Work request:
Repeat the full listing that follows, word for word.

---- Listed entries

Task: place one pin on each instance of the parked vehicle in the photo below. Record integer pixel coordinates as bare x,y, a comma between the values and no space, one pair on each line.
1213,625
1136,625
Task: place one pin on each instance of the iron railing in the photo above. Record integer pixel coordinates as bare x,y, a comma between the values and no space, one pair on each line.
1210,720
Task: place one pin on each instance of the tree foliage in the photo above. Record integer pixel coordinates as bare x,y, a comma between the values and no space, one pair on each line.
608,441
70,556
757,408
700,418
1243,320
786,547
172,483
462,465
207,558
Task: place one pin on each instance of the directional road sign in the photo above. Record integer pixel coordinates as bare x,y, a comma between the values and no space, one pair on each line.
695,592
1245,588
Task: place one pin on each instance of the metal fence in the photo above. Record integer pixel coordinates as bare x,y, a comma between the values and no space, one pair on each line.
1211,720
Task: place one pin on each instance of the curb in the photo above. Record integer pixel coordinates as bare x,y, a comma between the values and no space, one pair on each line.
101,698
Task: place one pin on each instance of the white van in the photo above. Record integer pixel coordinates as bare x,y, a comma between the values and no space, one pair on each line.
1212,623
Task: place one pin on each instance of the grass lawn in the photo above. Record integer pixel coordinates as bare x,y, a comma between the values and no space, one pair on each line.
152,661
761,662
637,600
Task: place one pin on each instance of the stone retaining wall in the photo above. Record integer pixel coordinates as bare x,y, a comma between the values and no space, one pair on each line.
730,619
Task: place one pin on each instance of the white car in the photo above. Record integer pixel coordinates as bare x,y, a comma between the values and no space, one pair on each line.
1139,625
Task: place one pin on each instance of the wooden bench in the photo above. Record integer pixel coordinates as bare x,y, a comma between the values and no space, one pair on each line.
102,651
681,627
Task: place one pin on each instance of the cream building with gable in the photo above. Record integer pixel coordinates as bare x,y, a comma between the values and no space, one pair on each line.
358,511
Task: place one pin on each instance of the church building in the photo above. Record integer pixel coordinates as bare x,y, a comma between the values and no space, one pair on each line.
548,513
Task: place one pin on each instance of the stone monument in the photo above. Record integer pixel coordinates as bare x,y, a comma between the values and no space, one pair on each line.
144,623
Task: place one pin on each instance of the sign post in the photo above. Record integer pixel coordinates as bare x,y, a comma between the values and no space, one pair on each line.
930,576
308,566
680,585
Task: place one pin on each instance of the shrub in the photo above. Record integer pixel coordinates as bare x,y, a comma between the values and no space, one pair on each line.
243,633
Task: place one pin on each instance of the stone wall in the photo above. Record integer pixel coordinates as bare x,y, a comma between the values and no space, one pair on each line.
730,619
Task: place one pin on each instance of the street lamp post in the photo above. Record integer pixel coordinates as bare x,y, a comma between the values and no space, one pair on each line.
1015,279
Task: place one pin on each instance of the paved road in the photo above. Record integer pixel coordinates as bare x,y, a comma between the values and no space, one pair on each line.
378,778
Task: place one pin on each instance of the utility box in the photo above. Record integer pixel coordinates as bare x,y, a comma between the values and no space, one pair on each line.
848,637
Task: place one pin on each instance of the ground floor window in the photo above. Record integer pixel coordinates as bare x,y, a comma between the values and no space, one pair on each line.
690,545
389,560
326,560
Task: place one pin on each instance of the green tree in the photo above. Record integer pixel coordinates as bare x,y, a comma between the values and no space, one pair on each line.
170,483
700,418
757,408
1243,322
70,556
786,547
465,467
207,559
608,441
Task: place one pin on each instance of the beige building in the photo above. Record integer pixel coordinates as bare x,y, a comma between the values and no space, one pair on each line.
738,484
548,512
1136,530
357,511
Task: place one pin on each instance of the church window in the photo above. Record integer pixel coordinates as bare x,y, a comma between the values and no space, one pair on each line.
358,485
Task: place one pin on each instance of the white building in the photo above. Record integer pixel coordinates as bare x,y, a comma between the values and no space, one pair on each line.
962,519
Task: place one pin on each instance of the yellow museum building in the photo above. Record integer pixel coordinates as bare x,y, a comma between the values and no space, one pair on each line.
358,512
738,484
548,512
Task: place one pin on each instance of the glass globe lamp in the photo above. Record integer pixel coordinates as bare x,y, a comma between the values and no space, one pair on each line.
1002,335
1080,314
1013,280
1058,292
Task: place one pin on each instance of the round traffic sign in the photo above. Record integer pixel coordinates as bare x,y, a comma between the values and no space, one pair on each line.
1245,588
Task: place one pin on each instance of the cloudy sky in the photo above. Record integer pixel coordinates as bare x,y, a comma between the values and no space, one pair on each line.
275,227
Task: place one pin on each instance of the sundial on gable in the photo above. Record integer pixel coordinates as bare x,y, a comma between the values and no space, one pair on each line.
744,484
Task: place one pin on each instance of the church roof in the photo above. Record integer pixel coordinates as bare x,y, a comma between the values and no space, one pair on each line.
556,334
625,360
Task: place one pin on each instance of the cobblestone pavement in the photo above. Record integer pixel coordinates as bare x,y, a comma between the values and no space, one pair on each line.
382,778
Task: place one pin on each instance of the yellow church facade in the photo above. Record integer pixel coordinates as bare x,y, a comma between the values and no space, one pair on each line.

--------

Result below:
Task: place one pin on each instance of the parked vehicle in the photo below. Record integer pixel coordinates as bare x,y, a comma between the values and no space, one pair on each line.
1213,625
1136,625
Task: place one pin on each instance of the iron railing in the photo above. Record integer pixel coordinates as bare x,y, a comma between the values and no space, one pair on each line.
1210,720
Task: place one pin on each instance of the tree foliage in the photo above. Record integer pixel coordinates as bare x,y, a comma between the values and no space, one pair on each line.
608,441
70,556
757,408
700,418
1243,320
786,547
172,483
462,465
207,558
Task: place one pin on each instance of the directional road sign in the photo above. Record integer pixel coordinates as bare x,y, a comma between the values and no space, one pair on each line.
695,592
1245,588
Task: place one pin on each instance of the metal fence in the photo above. Record integer pixel coordinates as bare x,y, a comma between the values and no space, one pair on each line.
1211,720
Task: place one pin on each instance of the curb in the photo above. Record integer pixel coordinates as bare x,y, a comma between the values and no space, one pair on each line.
101,698
Task: place one pin on each instance of the white van in the photo above. Record integer pixel coordinates as bare x,y, a comma between the values and no space, one pair on each line.
1212,623
Task: place one pin on each instance of the grass lawn in the photo above. Record integer pixel coordinates as bare x,y, a comma between the values and no space, one pair on each line.
152,661
761,662
637,600
Task: place one pin on each instance of the stone retaining wall in the photo above. Record integer pixel coordinates as bare x,y, a comma between the values and no space, one pair on each line.
730,619
Task: place one pin on each instance of the white car in the photo above. Record integer pixel coordinates as bare x,y, a comma between the values and no space, one pair on each line.
1139,625
Task: place one pin on each instance of the wooden bench in the photo above. Record integer pixel coordinates as bare x,y, a comma between the values and no space, one pair on each line.
102,651
681,627
Task: place one pin on each instance of the cream building with gable in the photo above. Record integer pixel coordinates as bare x,y, a comma between the values and no space, one pair on each line.
358,511
Task: place one pin on each instance of the church building in the photo above. Record integer pixel coordinates as bare x,y, a comma between the values and no space, one pair on each line.
548,513
Task: place one pin on each instance of the stone monument in the photo above. Record integer pixel coordinates as bare x,y, a comma between the values and no space, one pair on each line.
144,623
Task: place one pin on each instance of the sign post in the photo above. Record integer pixel coordinates as bare x,y, a comma between the values and no space, one pair on each line.
930,576
308,566
680,585
Task: place one pin on each instance of the shrub in the photo above. Record integer pixel coordinates as bare x,y, a comma between the values and no space, one pair on each line.
243,633
Task: place one pin on each instance of the stone wall in the photo above. Record integer pixel coordinates as bare x,y, a comma between the values and no space, one pair on each line.
730,619
Task: place one pin on each instance of the street lamp post in the photo above. Record integer pixel coordinates as bare x,y, a comma between the values and no space, one pair on each line.
1015,279
Task: place one pin on each instance of the paved road in the photo above. Record integer pixel coordinates as bare x,y, a comma between the values and no space, one pair on each line.
378,778
Task: place one pin on each instance of the utility box in the photo above. Record integer pixel coordinates as bare x,y, a comma between the values and no space, one pair on each line.
848,637
Task: place one pin on each instance of the ground floor window in the photo above. Record integer pixel coordinates as bare x,y, a comma between the values and no space, one pair on each line.
690,545
389,560
326,560
Task: place one pin on each instance of the green tree in the photo above. Record integer pixel coordinates as bare x,y, a comma between the values and no space, one pair on each line.
170,483
700,418
757,408
1243,322
70,556
786,547
465,467
207,559
608,441
Task: place one pin on each instance of the beige building in the photo above. Record integer pixel coordinates as bare x,y, a comma between the values and no space, one pair on each line.
738,484
548,512
1136,530
357,511
Task: place one pin on each instance of the church window in the photo above. Record integer pixel coordinates as bare x,y, a comma between the values and no space, one pair on each line.
358,485
Task: place one pin on each instance of the white building in the photo above. Record integer pixel coordinates as bare x,y, a comma between the values and no space, one pair on each line.
962,519
Task: place one pin on each instance of the yellow museum building in the photo above. Record integer pixel coordinates as bare x,y, a comma between the values and no space, one pair on each line.
358,512
738,484
548,512
Task: place one pin on each instance of the glass globe lamp in the photo above. Record integer pixel coordinates as bare x,y, a comma between the values and no space, one pair on each line.
1002,335
1080,314
1013,280
1058,292
Task: place one pin on each instance of the round traffic sign in the photo above. Record integer pixel coordinates as bare x,y, a comma between the values and no space, one pair on each line.
1245,588
Task: place one pin on each instance of the cloudy sky in the photo above. Record integer pixel coordinates as bare x,y, a comma between the values and no space, one pair on each line.
275,227
Task: place one pin on each instance of the sundial on gable in the photo above. Record integer pixel coordinates as bare x,y, a comma between the values and no space, one pair on each line.
744,484
Task: place one pin on each instance of the church roof in the photo above. Record integer pixel coordinates as bare x,y, a comma between the values and no space, one pair on each line.
556,334
625,360
Task: place one pin on each instance of the cobblestone pavement in the photo above. Record integer pixel coordinates as bare x,y, a comma between the values and no space, one pair on each line.
382,778
Task: place one pin on each instance of the yellow church facade in the photo above. Record integer pixel coordinates as bare x,y, a comma between the values and no space, one pair on each line.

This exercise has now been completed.